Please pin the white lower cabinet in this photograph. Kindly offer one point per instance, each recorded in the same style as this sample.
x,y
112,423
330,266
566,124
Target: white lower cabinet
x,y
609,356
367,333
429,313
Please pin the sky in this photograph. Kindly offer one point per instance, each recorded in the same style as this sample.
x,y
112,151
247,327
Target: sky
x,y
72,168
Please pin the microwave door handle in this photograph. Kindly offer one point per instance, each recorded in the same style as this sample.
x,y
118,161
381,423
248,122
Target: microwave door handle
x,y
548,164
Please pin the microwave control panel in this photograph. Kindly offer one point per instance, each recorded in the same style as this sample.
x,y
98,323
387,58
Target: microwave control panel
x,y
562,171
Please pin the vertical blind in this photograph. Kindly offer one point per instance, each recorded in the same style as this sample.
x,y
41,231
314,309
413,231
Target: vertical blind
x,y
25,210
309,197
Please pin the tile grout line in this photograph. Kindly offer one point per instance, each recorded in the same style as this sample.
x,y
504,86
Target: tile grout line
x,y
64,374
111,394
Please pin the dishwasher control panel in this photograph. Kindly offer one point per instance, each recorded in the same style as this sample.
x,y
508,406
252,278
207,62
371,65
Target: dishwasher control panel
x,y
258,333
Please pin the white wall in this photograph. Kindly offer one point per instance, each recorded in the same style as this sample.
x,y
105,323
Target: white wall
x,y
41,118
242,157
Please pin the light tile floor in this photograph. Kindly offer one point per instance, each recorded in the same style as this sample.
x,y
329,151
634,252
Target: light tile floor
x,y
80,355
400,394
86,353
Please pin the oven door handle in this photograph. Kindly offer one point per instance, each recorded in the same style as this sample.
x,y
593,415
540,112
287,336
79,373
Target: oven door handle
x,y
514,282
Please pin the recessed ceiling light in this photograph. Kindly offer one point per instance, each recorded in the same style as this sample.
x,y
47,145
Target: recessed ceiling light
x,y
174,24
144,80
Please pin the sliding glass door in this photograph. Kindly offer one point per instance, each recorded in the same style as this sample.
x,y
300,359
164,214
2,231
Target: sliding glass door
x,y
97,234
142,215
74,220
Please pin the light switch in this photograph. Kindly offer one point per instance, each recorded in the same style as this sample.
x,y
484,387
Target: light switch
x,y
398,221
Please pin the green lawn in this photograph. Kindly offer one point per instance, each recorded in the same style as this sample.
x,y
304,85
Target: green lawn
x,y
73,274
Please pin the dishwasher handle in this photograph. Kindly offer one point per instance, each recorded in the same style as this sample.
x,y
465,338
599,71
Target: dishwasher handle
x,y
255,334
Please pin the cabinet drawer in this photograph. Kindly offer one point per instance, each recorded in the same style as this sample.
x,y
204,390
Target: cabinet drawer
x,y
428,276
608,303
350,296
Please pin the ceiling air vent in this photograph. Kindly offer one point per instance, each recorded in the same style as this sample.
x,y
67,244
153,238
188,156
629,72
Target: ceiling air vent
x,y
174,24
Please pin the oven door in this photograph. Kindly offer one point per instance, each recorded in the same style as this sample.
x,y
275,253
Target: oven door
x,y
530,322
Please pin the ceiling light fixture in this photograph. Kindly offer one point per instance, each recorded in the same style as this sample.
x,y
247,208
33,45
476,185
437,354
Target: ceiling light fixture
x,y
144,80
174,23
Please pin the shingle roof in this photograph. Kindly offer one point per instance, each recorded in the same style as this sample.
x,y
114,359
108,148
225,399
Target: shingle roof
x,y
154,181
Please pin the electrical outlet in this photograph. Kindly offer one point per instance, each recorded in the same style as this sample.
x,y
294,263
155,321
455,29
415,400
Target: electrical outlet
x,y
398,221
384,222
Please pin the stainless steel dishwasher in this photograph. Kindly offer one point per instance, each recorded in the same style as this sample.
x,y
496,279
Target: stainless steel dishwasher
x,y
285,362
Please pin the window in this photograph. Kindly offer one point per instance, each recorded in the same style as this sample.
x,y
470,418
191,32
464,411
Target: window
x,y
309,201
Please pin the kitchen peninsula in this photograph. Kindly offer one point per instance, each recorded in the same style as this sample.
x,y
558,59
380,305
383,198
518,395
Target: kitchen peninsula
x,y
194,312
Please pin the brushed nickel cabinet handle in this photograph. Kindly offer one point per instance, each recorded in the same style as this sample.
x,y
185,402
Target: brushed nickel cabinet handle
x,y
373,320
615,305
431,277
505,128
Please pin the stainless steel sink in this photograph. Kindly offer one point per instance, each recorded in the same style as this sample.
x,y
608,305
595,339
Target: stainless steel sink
· · ·
**Instructions to follow:**
Only lines of the material that contain the word "sink" belong in the answer; copy each one.

**Answer section:**
Please pin the stainless steel sink in this photograph. Kindly offer one point per instance, each recorded in the same style as this sample.
Target: stainless steel sink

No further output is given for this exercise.